■ Quoted text:

If, on or after the 15% Ownership Date, (i) the Company is acquired in a merger
or other business combination in which the Company is not the surviving
corporation, (ii) the Company is the surviving corporation in a merger or other
business combination in which all or part of the outstanding Common Shares are
changed into or exchanged for stock or assets of another person or (iii) 50% or
more of the Company's consolidated assets or earning power are sold (other than
in transactions in the ordinary course of business), then each Right (other than
a Right that has become void) shall thereafter be exercisable to purchase, at
the Exercise Price (initially $60.00), shares of common stock of the surviving
corporation or purchaser, respectively (the "Surviving Person"), with an
aggregate market value equal to two times the Exercise Price.

        6.     ADJUSTMENTS TO PREVENT DILUTION

        The Exercise Price, the number of outstanding Rights and the number of
Preferred Shares or Common Shares issuable upon exercise of the Rights are
subject to adjustment from time to time as set forth in the Rights Agreement in
order to prevent dilution. With certain exceptions, no adjustment in the
Exercise Price shall be required until cumulative adjustments require an
adjustment of at least 1%.



                                       4
<PAGE>   5

        7.     CASH PAID INSTEAD OF ISSUING FRACTIONAL SECURITIES

        No fractional securities shall be issued upon exercise of a Right (other
than fractions of Preferred Shares that are integral multiples of one
one-hundredth of a Preferred Share and that may, at the election of the Company,
be evidenced by depositary receipts) and in lieu thereof, an adjustment in cash
shall be made based on the market price of such securities on the last trading
date prior to the date of exercise.

        8.     REDEMPTION

        At any time prior to the earlier of (a) the tenth business day following
the 15% Ownership Date or (b) the first event of the type giving rise to
exercise rights under Section 5(c) above, the Board of Directors may, at its
option, direct the Company to redeem the Rights in whole, but not in part, at a
price of $.001 per Right (the "Redemption Price"), and the Company shall so
redeem the Rights. Immediately upon such action by the Board of Directors (the
date of such action being the "Redemption Date"), the only right of the holders
of Rights thereafter shall be to receive the Redemption Price.

■ What this task involves: From the rights plan text above, extract the passage from "No fractional securities" to "date of exercise." word for word.

Excerpts of pointing data
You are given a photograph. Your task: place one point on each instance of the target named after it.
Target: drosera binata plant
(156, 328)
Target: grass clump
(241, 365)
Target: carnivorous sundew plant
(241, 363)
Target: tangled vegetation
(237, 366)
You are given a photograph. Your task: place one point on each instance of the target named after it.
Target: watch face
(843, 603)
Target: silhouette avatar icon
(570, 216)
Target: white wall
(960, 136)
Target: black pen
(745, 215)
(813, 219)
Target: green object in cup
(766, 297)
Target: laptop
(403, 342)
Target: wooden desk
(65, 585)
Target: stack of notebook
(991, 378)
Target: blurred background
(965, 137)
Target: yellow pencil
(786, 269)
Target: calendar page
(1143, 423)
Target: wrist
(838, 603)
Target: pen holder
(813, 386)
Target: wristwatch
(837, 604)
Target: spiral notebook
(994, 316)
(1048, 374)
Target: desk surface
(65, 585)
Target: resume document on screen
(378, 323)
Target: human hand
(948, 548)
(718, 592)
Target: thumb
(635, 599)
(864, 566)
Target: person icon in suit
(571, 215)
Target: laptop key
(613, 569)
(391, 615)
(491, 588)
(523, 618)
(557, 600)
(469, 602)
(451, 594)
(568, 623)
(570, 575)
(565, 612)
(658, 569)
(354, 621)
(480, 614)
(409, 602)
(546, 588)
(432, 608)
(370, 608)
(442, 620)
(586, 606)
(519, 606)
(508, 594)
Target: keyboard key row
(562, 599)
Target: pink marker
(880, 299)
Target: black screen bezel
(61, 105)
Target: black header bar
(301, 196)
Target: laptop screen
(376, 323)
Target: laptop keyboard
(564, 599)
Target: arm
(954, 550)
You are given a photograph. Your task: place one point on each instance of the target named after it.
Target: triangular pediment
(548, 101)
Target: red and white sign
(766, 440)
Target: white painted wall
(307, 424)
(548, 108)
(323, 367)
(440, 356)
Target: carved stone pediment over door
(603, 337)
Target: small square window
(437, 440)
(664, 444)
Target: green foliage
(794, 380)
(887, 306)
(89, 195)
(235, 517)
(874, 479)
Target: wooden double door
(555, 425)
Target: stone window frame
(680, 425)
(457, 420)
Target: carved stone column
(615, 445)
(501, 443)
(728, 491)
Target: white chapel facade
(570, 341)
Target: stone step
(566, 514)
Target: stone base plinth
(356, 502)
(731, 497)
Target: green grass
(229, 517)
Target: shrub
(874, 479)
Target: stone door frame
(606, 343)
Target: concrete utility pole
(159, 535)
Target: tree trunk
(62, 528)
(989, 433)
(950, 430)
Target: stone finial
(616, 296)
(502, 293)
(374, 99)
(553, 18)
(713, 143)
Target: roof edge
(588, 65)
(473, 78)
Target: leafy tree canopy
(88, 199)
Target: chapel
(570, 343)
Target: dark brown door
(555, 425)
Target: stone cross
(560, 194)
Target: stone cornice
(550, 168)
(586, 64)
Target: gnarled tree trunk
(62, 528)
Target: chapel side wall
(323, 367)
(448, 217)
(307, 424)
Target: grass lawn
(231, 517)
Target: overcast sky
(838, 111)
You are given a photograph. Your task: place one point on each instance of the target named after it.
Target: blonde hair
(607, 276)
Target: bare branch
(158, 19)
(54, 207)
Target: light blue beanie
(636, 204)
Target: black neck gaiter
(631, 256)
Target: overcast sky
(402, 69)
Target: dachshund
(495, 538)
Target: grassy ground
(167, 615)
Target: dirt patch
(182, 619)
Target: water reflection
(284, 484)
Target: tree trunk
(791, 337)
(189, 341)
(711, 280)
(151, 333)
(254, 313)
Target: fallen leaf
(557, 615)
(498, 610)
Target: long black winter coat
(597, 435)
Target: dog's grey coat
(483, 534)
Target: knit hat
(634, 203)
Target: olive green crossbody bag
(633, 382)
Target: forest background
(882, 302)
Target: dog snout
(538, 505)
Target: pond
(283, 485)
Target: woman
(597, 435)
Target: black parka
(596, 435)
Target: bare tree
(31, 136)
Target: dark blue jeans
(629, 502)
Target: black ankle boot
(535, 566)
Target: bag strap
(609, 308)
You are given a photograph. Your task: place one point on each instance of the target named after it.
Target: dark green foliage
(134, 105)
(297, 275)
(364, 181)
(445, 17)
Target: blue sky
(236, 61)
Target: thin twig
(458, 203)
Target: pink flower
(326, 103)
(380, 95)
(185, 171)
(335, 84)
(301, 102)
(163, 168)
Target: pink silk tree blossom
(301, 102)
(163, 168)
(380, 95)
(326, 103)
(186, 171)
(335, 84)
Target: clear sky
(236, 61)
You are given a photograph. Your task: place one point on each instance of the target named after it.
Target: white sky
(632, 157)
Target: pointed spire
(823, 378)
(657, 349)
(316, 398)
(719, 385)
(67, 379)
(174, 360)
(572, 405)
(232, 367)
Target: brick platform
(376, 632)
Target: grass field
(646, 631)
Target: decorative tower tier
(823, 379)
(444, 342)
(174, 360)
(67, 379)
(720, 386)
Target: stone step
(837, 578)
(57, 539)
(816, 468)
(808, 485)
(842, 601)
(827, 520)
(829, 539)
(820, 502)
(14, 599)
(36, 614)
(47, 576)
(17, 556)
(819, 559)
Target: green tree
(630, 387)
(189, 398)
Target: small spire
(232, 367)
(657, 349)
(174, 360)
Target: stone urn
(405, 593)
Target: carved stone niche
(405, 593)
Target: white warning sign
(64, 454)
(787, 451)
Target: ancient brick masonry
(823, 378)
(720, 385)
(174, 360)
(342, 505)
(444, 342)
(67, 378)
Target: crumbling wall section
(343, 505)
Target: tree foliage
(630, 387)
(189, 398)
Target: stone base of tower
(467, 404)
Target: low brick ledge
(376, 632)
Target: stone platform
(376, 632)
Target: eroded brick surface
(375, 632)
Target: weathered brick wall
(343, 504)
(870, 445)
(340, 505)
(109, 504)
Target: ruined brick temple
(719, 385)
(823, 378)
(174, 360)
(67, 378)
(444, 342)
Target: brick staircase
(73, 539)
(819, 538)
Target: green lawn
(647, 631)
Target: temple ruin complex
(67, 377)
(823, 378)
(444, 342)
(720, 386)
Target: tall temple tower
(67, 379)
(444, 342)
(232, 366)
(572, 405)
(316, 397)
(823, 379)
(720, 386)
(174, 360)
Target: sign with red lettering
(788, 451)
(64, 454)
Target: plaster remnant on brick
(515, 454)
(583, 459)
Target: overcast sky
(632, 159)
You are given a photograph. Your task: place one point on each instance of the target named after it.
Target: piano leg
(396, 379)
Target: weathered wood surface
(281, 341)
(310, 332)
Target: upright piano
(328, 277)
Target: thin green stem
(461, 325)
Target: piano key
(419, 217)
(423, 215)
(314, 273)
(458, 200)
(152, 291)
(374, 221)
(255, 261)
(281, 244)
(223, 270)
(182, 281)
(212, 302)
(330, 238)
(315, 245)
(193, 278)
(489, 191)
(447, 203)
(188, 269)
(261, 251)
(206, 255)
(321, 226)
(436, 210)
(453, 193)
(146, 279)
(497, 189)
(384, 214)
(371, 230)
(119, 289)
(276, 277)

■ Finished answer:
No fractional securities shall be issued upon exercise of a Right (other
than fractions of Preferred Shares that are integral multiples of one
one-hundredth of a Preferred Share and that may, at the election of the Company,
be evidenced by depositary receipts) and in lieu thereof, an adjustment in cash
shall be made based on the market price of such securities on the last trading
date prior to the date of exercise.